PROBLEM STATEMENT: Transcribe the part of the Ulpan week-four post that begins at the words "Week four of" and stops after "we will see.", keeping every word and mark unchanged.

SELECTED EXTRACT:
+---+
I must say I am learning but it is slow and steady that might win the day maybe.


Week four of Ulpan

We are in the fourth week of Ulpan and I am still in the middle of the class. This is the week however that the instructor's decide if we get sent back 4 weeks to restart or not. Decisions Decisions Decisions, I do not want to be sent back, I actually want to go forward if possible, but we will see.

I had a really good shabbat. We had a guest, Emily who slept a lot, but really was a hit with the kids, They just loved her. She reminded them of Jackie her sister. It is so important to share shabbat with someone. I also made my decision of my first gift, I am going to be giving one of the Synagogues I go to 50 Artscroll Siddurs. They really need them, I can find them for $13 each in the US (, and I will put them on the next lift to here. Frankly I like to give especially if I can give in a targeted focused way.

I hope we get this apartment, Shosh is calling today, we bought a bunch of Antiques for it from a family that was moving. We even got a Tiffany style lamp that hangs in the dining room area. It is just really nice and will give a sense of color and style to the space. We also got a couple of small tables, and a nice china cabinet. We also bought their dishwasher, and washer and dryer. Now we just have to buy a fridge and I am going to do that today. We do not get the stuff until December 1st. (We can take the lamp sooner.)

It is going to be nice to have an apartment that is ours.

I hope everyone had a good shabbat and a blessed week.
+---+
DATA PROVIDED:
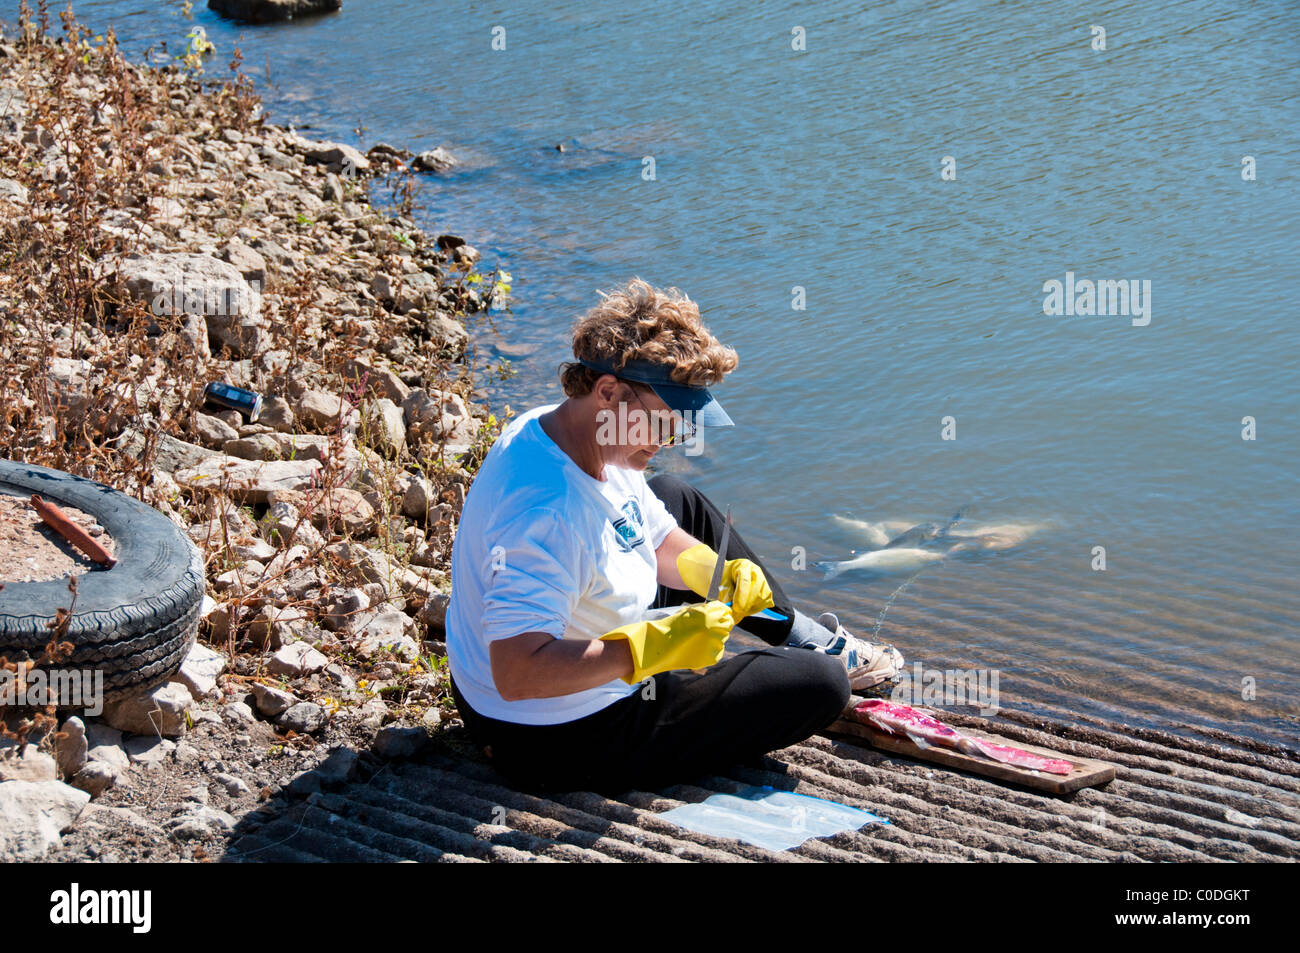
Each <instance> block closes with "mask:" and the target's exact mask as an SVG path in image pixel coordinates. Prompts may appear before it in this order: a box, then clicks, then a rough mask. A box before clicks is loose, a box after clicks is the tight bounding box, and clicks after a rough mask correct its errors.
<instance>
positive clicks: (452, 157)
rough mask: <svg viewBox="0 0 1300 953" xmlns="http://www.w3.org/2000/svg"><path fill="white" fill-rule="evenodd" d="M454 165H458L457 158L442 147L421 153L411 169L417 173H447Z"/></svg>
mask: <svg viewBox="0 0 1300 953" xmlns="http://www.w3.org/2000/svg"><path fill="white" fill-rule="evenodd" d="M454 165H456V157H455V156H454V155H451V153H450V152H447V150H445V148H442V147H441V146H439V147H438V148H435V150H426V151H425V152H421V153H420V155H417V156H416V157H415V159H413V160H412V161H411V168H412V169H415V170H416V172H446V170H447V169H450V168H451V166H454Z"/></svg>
+---+
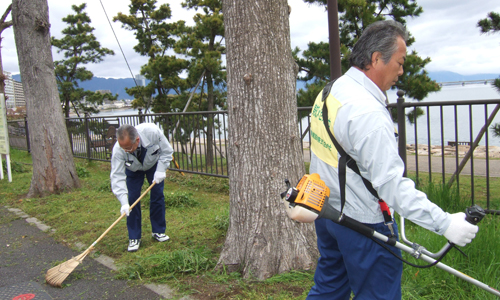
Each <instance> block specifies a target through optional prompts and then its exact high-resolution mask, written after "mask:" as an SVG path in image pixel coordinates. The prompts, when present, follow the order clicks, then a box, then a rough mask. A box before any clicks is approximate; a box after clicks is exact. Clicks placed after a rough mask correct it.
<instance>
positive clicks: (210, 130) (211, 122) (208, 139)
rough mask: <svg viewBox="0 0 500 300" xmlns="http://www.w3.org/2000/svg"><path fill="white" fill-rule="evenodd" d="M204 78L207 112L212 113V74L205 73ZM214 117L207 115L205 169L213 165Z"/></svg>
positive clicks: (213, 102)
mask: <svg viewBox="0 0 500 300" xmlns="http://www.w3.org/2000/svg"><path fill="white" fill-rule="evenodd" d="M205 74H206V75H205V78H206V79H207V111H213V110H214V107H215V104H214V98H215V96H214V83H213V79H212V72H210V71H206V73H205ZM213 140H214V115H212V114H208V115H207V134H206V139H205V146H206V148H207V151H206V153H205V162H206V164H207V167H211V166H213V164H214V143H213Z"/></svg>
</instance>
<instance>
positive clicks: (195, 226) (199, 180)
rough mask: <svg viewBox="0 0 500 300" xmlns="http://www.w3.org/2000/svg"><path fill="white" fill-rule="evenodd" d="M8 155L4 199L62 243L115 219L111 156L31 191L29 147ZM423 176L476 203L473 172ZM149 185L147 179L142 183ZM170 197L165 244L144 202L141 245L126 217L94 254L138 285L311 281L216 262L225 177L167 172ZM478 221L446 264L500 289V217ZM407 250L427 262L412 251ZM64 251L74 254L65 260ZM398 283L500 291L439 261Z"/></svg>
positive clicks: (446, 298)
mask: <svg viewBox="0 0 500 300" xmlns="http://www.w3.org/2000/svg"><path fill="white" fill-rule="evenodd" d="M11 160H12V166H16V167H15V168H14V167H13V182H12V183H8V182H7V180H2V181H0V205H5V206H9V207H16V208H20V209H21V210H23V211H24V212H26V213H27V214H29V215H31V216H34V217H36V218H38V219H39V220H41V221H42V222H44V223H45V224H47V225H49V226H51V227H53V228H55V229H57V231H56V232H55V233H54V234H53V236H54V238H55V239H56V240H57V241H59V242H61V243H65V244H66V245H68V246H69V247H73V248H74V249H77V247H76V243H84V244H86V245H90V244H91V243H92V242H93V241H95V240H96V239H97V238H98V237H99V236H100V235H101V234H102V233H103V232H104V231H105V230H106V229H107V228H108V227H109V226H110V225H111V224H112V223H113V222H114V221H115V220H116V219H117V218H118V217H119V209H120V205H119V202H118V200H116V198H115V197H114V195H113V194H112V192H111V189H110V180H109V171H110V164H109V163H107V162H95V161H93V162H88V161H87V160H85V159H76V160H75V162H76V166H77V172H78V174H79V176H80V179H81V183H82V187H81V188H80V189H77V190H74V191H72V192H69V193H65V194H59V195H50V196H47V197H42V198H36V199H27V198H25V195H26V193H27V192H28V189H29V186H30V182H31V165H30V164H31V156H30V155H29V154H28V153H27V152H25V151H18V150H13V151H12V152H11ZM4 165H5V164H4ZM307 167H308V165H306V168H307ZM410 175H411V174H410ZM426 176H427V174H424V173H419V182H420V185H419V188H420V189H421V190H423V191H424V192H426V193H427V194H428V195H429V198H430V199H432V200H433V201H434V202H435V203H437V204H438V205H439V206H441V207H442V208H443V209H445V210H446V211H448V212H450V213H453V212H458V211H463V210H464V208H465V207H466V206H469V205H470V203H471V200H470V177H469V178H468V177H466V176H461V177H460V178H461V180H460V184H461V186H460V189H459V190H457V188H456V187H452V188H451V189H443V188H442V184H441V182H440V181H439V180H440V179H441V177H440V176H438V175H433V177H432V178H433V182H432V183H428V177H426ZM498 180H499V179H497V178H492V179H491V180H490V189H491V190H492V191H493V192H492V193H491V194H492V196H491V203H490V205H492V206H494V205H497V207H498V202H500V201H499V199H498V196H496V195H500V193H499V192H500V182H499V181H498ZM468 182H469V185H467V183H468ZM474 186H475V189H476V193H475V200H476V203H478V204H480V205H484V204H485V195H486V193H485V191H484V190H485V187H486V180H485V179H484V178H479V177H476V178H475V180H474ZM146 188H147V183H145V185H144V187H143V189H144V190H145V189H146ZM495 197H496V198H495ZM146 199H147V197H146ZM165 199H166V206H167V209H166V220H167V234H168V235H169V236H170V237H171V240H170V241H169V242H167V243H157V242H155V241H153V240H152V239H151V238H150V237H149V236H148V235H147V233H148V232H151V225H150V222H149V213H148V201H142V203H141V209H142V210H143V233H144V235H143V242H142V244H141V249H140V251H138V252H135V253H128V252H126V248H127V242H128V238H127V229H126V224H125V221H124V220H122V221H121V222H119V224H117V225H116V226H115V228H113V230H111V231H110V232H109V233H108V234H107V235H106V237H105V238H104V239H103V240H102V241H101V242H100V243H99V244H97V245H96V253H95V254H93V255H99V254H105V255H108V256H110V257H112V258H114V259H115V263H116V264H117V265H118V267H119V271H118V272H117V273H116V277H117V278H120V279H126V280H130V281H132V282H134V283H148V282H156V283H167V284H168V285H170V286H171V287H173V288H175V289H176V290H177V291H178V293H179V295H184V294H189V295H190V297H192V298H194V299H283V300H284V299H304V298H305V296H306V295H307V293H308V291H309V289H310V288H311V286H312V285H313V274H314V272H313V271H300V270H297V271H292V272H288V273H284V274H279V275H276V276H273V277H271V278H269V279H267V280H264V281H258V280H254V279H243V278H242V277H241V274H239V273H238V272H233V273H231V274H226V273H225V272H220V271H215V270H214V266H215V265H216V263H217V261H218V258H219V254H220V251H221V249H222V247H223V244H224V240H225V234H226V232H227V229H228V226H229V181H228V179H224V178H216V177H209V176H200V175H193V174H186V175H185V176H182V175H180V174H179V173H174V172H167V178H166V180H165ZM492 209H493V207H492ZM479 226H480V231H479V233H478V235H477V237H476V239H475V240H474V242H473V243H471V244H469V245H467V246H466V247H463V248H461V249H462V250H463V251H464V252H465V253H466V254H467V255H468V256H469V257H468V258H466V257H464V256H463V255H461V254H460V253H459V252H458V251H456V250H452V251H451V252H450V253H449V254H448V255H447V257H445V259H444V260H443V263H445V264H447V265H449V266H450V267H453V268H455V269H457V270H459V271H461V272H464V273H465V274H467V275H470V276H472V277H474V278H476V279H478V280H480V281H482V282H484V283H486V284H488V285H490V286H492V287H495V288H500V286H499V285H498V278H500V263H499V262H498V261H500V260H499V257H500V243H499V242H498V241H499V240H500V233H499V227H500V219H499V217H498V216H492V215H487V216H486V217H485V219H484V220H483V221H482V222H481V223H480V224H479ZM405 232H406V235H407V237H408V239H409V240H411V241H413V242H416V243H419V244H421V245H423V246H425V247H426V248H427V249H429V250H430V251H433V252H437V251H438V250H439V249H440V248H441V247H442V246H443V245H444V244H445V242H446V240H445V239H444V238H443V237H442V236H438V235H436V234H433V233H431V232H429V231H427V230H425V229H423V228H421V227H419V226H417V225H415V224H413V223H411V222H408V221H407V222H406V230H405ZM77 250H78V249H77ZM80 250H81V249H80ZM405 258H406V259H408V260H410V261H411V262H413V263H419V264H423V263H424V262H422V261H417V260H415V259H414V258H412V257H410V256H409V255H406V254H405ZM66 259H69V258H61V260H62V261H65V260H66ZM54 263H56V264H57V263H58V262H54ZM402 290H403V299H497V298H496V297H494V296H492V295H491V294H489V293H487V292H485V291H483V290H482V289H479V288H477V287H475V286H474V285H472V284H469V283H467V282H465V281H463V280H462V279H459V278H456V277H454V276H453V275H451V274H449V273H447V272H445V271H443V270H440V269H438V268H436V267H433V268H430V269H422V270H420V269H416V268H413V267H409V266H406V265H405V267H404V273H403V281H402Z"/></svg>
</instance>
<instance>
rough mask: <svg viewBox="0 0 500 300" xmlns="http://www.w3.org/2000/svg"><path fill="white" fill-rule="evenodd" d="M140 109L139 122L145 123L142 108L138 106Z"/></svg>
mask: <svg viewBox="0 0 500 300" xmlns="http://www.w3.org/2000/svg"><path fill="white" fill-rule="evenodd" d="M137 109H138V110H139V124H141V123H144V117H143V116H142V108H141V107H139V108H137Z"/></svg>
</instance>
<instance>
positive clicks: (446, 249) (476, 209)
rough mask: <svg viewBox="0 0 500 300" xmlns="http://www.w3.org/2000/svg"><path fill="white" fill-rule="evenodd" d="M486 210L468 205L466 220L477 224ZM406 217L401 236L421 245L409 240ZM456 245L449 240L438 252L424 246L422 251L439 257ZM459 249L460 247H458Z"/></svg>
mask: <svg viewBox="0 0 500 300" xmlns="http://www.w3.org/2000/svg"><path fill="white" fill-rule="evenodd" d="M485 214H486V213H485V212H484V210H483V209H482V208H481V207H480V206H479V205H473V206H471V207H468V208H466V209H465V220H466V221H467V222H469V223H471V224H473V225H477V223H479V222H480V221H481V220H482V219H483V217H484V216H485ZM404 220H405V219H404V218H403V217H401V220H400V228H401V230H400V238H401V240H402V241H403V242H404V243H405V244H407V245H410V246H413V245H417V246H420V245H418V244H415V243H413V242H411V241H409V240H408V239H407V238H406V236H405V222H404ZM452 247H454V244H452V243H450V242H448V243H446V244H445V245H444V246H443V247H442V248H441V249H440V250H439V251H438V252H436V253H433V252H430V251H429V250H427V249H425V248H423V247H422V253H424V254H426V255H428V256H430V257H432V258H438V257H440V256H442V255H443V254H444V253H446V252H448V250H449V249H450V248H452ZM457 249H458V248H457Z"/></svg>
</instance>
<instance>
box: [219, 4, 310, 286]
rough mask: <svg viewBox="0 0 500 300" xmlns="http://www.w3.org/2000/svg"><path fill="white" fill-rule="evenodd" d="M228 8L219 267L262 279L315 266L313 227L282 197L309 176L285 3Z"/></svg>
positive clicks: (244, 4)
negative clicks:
+---+
TASK RESPONSE:
Week four of Ulpan

We are in the fourth week of Ulpan and I am still in the middle of the class. This is the week however that the instructor's decide if we get sent back 4 weeks to restart or not. Decisions Decisions Decisions, I do not want to be sent back, I actually want to go forward if possible, but we will see.